Stored dataset items →
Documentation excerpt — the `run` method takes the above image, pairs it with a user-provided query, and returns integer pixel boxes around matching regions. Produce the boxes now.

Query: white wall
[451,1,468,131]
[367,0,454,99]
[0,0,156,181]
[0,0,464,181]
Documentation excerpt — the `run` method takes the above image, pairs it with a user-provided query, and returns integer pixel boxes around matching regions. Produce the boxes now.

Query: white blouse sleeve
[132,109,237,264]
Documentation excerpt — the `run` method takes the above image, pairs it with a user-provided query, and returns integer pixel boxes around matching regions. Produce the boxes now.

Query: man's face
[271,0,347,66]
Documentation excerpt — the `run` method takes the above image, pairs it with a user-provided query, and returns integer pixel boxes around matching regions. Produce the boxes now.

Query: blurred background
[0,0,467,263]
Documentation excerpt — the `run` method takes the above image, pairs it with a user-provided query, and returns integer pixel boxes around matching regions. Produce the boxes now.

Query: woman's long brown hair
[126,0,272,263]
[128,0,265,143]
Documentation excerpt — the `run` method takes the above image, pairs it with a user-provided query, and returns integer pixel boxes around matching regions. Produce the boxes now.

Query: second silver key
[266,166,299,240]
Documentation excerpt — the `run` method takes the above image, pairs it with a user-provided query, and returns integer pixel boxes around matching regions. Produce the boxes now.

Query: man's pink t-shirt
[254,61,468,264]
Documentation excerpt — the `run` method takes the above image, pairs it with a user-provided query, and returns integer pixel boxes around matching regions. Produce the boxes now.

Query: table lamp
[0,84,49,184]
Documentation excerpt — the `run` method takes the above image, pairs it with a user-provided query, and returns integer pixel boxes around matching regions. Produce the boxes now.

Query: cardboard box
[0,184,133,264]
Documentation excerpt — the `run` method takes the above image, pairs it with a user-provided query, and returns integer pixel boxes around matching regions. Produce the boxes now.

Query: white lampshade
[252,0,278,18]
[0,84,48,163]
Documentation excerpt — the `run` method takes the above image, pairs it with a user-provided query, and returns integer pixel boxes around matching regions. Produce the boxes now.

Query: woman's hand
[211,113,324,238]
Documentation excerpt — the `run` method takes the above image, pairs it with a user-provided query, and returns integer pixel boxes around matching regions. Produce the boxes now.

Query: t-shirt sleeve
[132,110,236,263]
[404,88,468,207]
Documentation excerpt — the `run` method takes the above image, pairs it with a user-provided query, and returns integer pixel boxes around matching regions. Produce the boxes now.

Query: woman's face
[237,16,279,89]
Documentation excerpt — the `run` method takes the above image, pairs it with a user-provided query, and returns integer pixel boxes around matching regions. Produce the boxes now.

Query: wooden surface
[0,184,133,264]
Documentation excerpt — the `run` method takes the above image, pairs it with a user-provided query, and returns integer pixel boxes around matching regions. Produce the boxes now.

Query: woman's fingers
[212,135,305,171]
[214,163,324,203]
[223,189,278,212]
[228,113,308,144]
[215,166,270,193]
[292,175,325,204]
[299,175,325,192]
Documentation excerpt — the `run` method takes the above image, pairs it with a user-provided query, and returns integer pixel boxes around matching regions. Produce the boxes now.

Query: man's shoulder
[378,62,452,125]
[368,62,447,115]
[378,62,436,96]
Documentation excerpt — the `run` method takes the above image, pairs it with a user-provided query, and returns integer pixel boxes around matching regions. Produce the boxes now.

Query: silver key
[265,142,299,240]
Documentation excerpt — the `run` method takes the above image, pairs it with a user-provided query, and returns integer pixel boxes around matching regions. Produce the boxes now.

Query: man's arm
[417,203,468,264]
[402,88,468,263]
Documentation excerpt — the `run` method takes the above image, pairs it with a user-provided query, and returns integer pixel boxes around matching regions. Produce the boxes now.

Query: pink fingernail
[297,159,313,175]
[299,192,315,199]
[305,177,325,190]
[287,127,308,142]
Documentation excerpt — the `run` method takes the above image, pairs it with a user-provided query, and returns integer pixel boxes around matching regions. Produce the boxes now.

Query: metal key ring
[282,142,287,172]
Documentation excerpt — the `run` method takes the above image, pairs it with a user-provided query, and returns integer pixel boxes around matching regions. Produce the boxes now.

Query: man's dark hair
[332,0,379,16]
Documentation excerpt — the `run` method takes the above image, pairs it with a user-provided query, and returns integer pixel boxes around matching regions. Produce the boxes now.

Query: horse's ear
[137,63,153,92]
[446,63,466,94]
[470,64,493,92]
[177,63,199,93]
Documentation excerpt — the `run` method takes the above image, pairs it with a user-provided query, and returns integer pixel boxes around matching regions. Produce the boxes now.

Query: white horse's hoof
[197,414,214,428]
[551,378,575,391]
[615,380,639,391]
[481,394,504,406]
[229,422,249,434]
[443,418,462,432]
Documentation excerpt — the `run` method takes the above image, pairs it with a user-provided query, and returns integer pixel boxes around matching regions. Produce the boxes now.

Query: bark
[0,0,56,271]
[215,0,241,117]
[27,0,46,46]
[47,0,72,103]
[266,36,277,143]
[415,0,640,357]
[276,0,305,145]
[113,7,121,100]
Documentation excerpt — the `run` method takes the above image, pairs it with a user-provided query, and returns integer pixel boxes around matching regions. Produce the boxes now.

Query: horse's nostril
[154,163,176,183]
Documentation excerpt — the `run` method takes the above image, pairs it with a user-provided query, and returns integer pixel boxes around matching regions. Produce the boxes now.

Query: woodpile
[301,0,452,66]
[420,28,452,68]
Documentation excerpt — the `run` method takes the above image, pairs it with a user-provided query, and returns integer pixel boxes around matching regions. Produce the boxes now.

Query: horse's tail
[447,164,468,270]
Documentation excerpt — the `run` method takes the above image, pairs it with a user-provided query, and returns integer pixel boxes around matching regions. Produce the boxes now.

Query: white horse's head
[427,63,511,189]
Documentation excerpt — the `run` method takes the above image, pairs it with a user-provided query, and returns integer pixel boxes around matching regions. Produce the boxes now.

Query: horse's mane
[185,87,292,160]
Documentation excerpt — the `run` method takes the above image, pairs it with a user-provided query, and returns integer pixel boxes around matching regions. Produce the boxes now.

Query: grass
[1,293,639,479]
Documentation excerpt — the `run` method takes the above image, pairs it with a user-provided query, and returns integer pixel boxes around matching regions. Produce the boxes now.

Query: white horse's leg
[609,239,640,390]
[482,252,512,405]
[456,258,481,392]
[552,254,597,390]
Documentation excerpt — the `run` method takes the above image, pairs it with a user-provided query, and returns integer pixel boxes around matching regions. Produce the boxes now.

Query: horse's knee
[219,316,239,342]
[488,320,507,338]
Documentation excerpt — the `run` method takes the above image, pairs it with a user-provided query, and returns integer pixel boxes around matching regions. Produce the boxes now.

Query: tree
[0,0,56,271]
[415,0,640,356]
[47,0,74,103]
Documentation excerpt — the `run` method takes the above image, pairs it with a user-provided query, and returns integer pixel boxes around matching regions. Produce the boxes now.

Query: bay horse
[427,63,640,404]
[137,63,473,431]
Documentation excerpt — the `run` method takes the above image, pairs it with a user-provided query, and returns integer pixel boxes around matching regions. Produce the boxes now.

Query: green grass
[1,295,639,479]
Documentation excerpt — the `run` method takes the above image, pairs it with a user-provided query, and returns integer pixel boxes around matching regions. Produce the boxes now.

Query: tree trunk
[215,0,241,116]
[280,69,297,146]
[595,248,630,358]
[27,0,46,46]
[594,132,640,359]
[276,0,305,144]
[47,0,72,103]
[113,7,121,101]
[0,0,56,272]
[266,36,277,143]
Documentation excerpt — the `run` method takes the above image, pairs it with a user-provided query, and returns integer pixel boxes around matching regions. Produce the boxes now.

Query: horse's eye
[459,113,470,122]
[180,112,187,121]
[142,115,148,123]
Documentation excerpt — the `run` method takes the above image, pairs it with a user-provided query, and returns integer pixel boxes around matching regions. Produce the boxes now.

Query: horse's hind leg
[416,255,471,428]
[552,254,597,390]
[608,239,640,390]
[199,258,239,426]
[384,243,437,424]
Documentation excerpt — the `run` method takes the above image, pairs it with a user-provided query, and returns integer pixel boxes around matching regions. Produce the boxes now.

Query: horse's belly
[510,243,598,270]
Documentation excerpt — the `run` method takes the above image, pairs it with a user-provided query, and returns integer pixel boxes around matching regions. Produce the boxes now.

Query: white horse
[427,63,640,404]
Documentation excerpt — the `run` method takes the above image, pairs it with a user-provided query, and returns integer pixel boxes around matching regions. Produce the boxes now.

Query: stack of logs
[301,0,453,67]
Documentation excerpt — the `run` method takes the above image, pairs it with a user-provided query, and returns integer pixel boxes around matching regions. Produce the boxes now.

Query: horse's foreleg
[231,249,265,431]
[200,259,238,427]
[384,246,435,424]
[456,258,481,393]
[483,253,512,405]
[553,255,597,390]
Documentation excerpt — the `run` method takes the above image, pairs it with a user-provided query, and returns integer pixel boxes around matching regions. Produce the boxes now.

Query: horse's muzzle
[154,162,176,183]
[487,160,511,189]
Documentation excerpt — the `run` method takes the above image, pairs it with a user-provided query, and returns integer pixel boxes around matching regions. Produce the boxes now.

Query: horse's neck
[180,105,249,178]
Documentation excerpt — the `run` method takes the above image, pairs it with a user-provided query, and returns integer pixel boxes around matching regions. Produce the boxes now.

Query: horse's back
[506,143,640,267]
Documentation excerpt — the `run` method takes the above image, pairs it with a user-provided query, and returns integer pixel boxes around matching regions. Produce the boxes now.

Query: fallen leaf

Try it →
What are the lines from the one with "Query: horse's back" through the end of the entries? Give them again exactly, both end lines included.

Your solution →
Query: horse's back
[506,143,640,267]
Documentation excerpt — the `run` method takes the above image, pairs it with a user-provided query, and returns integer pixel boxes around matching regions. Produce the boxes now.

Query: fallen leaf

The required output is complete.